What is being asked> Extract every line of the records that contains the word "model".

Records provided>

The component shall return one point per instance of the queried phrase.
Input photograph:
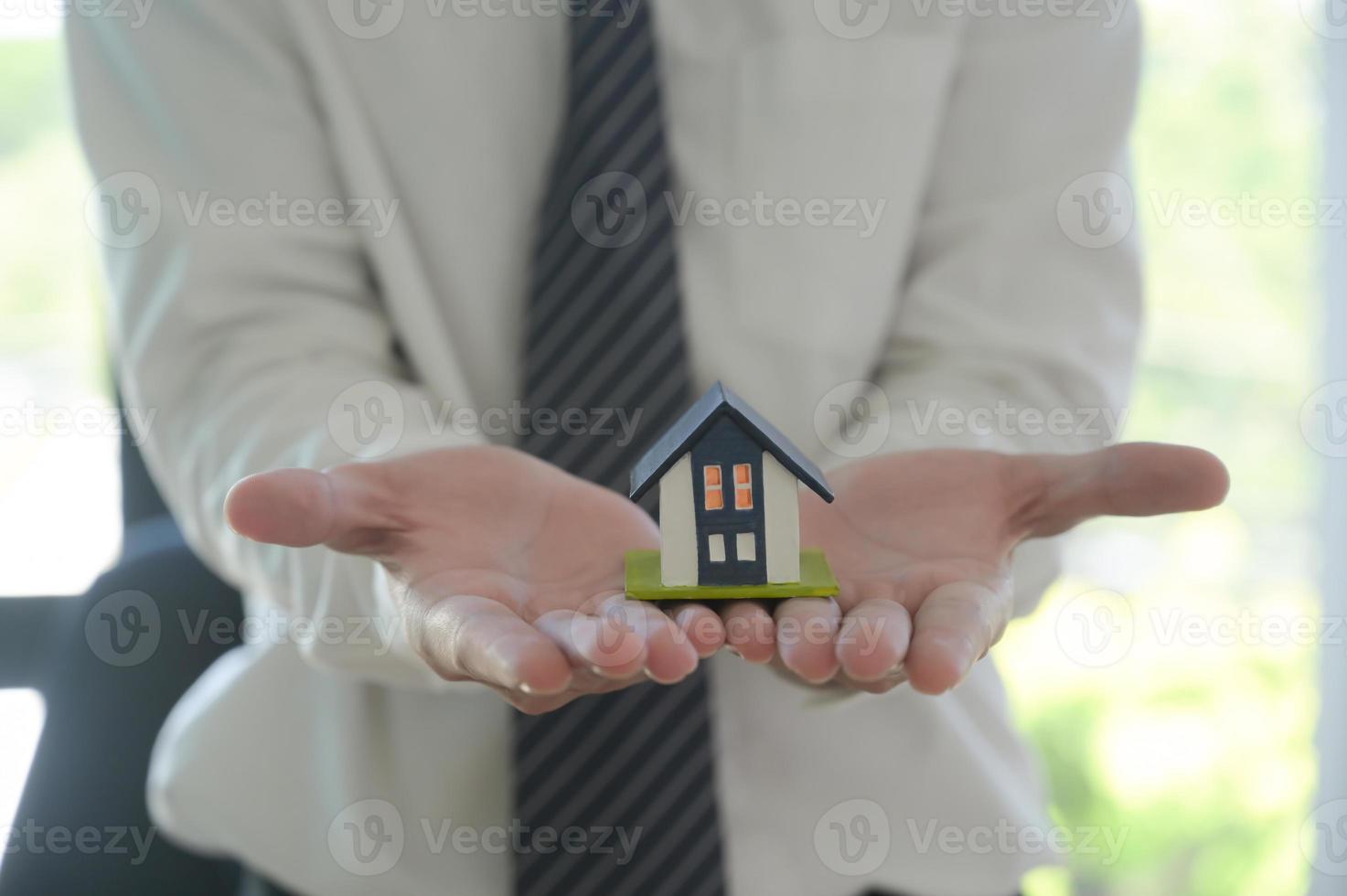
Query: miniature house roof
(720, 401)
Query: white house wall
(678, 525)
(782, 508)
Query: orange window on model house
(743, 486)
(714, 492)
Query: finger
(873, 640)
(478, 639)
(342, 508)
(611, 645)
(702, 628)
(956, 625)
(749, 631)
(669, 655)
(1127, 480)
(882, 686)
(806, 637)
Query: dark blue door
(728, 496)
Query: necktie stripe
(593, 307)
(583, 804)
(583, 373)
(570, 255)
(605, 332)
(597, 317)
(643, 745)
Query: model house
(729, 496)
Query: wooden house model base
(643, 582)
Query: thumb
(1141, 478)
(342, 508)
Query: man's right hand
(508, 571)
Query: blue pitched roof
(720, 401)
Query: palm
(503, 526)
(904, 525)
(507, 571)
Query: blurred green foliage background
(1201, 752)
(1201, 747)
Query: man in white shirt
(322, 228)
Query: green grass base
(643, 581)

==

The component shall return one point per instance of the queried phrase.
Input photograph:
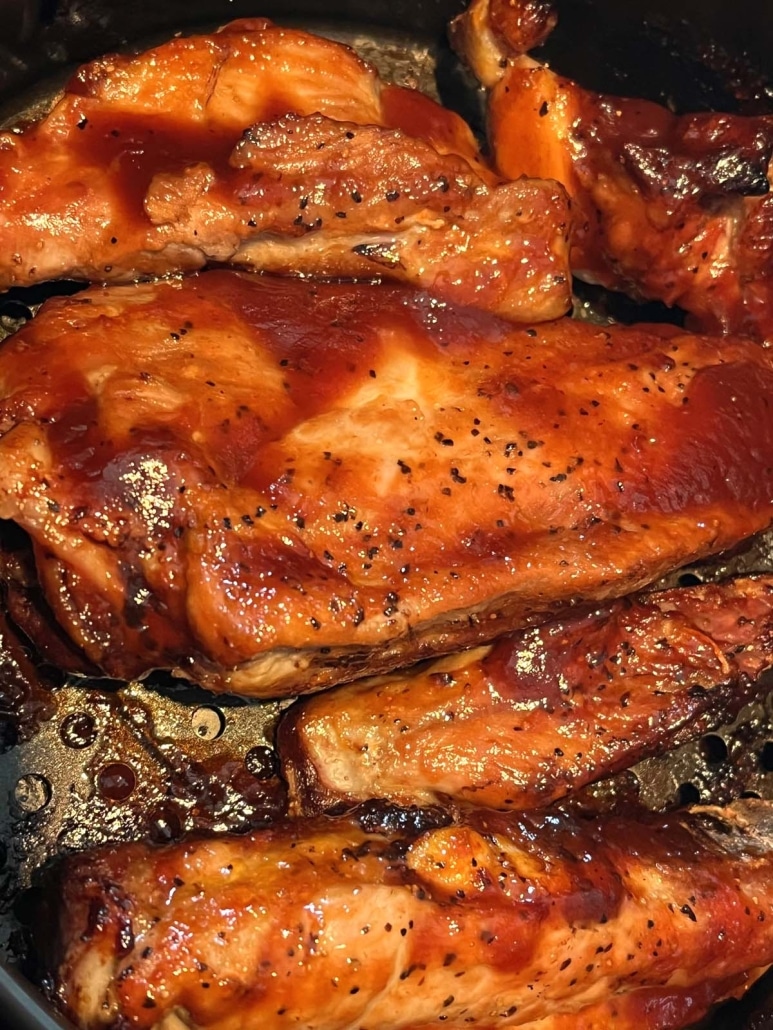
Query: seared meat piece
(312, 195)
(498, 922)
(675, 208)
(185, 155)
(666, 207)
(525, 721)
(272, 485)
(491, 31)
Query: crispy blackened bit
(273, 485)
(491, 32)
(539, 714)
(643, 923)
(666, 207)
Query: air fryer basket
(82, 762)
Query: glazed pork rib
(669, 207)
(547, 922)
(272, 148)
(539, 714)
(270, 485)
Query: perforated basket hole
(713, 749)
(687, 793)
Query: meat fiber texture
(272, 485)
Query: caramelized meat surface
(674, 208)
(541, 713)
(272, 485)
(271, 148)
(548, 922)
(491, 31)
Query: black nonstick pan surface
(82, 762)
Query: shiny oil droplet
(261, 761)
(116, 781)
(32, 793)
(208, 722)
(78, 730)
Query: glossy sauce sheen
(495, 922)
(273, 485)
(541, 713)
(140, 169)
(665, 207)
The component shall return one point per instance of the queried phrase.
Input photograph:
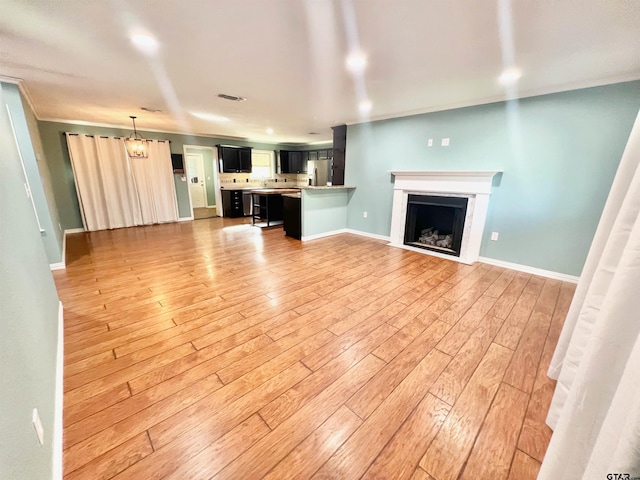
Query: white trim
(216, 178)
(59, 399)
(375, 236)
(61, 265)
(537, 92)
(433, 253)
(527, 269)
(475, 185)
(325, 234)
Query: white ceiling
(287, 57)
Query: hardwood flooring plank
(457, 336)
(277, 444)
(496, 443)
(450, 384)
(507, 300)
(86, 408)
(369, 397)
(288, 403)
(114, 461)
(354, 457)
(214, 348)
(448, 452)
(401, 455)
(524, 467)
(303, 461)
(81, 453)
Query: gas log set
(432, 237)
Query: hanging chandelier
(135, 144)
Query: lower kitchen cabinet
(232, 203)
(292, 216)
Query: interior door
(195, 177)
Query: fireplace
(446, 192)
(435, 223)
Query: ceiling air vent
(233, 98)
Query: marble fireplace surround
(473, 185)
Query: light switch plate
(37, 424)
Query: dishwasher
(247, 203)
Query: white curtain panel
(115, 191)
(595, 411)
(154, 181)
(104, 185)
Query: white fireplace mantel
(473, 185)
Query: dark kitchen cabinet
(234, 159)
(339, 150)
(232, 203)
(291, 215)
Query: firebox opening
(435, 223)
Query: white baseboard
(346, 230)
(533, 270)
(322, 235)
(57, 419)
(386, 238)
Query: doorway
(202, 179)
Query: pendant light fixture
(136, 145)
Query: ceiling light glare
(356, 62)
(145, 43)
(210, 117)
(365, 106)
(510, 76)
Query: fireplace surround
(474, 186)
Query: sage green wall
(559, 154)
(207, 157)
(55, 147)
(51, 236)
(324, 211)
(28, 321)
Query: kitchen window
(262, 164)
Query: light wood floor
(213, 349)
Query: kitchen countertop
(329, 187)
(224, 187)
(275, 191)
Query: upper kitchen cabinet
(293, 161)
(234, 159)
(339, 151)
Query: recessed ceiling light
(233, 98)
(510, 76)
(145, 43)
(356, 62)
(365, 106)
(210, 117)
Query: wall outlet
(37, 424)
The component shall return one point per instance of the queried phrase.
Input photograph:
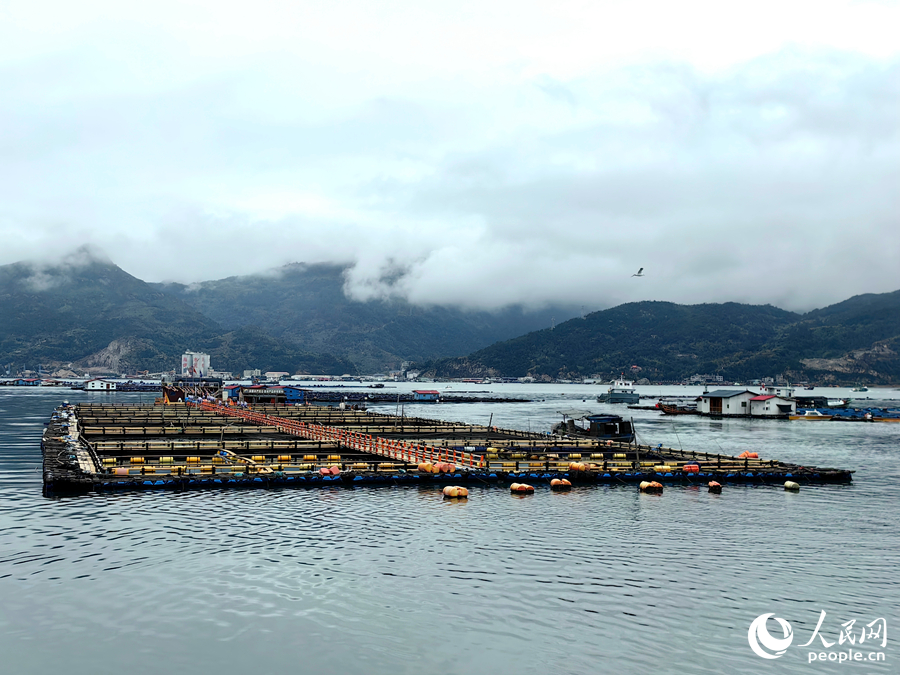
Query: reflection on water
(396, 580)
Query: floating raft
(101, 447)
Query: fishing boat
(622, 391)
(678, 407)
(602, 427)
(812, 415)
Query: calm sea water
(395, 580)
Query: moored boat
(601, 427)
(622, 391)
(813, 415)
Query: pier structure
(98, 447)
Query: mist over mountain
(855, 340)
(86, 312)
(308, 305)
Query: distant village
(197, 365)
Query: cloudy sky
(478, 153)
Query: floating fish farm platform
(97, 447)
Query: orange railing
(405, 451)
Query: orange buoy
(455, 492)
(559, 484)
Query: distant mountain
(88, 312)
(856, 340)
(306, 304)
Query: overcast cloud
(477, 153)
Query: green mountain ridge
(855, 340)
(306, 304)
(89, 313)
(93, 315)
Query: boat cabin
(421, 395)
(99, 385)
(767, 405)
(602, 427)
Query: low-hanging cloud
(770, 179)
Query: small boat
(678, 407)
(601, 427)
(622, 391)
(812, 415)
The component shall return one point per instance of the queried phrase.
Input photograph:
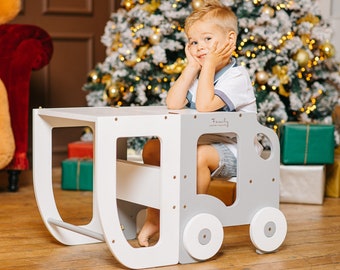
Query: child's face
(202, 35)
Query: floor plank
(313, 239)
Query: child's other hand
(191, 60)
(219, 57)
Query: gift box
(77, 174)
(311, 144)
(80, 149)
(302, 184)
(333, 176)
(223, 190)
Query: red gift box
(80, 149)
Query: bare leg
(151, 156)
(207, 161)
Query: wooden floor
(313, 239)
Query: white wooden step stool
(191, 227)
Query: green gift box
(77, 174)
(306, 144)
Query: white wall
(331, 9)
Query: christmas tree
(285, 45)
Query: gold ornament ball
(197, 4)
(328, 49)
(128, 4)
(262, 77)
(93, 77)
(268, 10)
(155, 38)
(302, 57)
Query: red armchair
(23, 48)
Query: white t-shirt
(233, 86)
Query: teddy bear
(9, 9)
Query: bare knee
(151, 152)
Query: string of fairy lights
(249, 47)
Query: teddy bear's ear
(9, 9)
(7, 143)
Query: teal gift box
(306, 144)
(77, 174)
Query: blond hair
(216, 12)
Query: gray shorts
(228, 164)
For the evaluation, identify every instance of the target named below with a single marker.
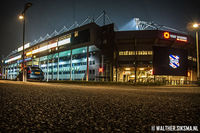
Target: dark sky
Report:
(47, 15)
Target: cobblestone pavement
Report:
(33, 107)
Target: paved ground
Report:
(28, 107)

...

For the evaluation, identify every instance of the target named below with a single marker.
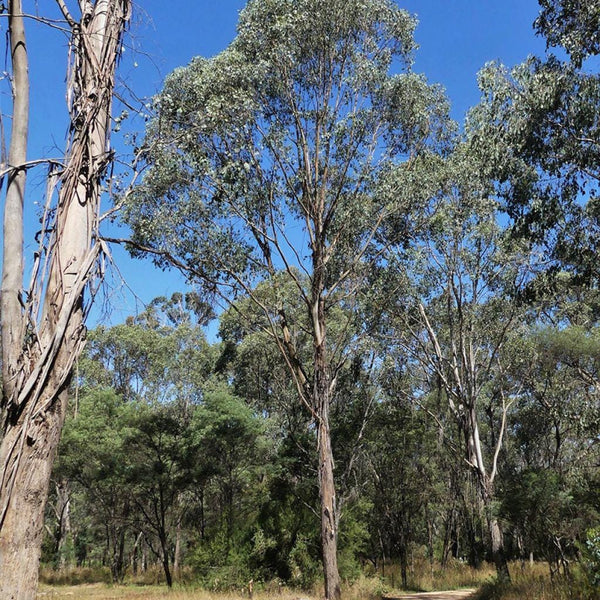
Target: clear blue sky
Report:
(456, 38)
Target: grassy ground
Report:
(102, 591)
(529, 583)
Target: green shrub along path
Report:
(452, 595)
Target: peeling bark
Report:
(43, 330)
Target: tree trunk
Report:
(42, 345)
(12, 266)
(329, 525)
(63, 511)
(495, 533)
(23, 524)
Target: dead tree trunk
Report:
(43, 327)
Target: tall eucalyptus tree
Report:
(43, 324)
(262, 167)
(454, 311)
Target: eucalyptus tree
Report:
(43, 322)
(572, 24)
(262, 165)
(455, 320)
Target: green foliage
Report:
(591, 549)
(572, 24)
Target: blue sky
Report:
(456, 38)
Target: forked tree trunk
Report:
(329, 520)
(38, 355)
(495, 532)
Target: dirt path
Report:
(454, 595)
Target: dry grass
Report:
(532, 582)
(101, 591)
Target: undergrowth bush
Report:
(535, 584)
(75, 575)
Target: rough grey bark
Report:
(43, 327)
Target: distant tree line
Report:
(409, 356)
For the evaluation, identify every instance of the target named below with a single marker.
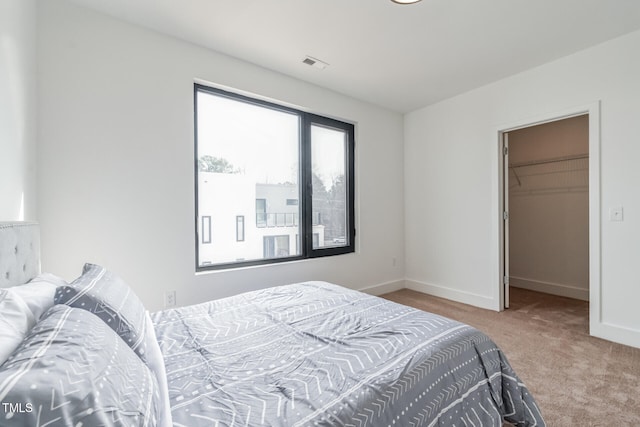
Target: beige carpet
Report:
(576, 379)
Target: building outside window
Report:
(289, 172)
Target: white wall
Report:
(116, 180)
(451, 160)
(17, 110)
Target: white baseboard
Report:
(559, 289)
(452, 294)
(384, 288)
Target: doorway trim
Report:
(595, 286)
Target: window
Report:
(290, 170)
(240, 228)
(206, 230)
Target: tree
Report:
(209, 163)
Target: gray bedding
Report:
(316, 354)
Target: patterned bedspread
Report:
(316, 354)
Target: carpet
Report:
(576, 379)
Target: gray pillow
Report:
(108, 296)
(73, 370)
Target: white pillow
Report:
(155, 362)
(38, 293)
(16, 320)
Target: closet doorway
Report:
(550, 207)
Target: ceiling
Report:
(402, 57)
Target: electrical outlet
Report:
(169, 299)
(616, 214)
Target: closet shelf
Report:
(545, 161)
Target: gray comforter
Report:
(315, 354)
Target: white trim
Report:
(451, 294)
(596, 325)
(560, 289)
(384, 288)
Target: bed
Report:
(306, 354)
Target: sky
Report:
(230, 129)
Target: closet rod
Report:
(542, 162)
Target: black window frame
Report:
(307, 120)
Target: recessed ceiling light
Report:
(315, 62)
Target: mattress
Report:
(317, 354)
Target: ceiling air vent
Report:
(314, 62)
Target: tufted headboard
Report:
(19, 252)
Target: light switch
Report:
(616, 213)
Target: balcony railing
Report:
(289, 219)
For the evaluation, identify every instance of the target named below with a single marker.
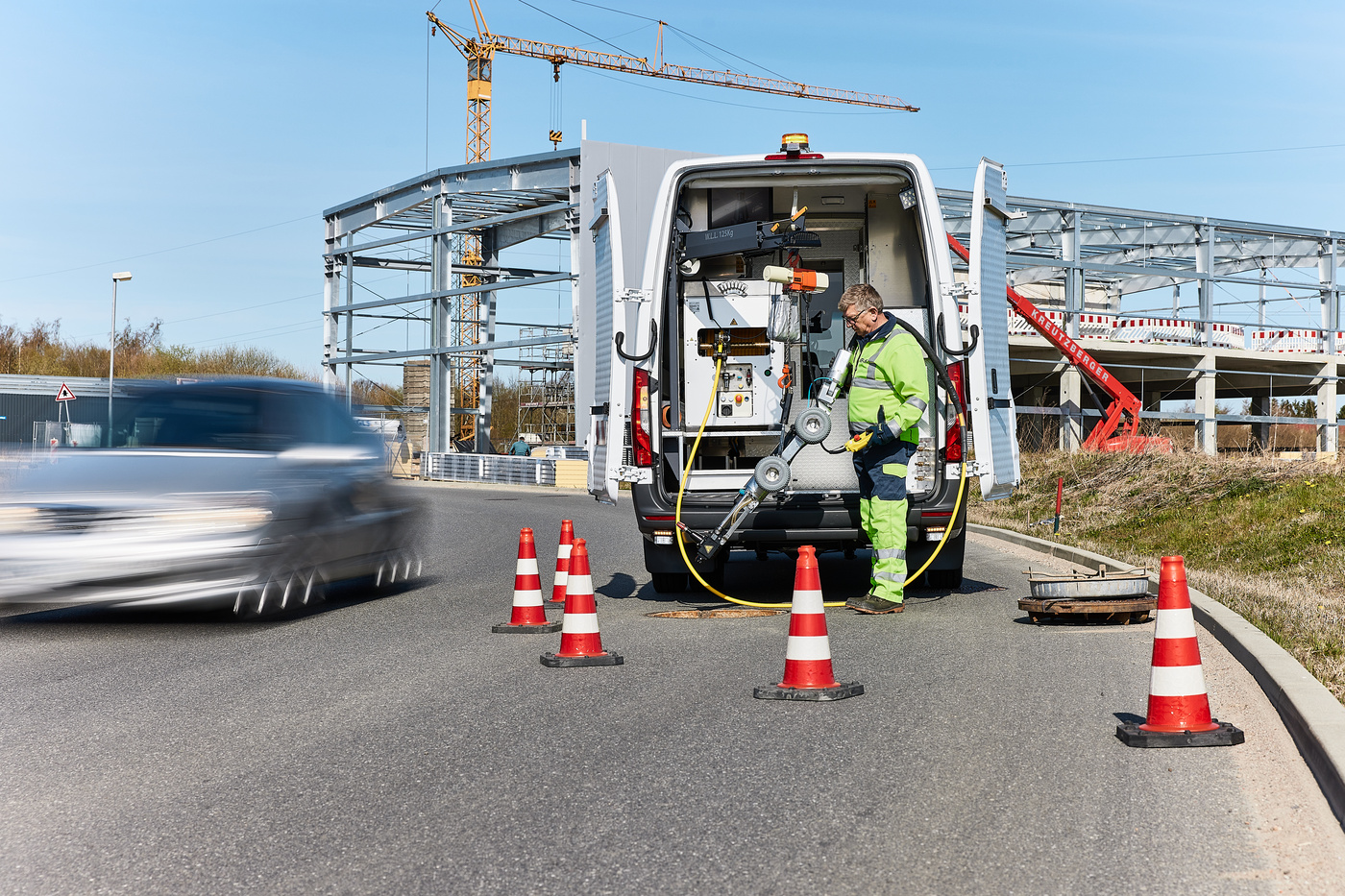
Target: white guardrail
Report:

Result for this task>
Query: orange window on model house
Query: model house
Query: wooden house model base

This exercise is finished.